SUPPLIED RECORDS Block Start

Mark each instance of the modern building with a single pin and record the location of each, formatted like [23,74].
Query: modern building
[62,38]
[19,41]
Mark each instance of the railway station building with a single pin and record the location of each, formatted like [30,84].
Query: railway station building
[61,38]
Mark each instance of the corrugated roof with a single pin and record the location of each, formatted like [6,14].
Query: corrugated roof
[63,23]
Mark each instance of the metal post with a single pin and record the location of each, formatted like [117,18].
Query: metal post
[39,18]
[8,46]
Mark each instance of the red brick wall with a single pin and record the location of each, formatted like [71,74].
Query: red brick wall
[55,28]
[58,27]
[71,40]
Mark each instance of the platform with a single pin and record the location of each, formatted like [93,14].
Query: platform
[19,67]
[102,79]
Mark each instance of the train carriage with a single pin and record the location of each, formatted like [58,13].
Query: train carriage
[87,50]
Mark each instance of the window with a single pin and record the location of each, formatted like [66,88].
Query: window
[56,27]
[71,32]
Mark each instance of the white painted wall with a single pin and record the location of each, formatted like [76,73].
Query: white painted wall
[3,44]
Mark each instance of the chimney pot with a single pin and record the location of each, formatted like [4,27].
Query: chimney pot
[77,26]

SUPPLIED RECORDS Block End

▶ YOUR OBJECTIVE
Using the records above, report each line with the string "location".

▶ RESULT OF THE EXERCISE
Mark each instance of the modern building with a single pin and record the location of each, formatted like [23,74].
Mark each instance of the railway station building with a single pin and record the location of each, formatted like [30,84].
Mark each instance of the corrugated roof with a single pin and record the location of each, formatted like [6,14].
Mark each instance of the metal post with a single pin and record the location of each, formatted like [117,18].
Mark each instance of the red brick wall with a single pin and record the location of each, formatted like [71,74].
Mark each instance of the platform with a single pin and record the location of each, formatted like [93,14].
Mark each instance of the train carriage with a single pin and record the location of each, formatted like [58,13].
Mark each instance of the window with a single pin and record the location of each, formatted like [66,88].
Mark each instance of the white painted wall with a single pin and record the location of each, formatted like [76,73].
Mark each instance of the chimney pot with a single pin and record the location of each, formatted like [4,27].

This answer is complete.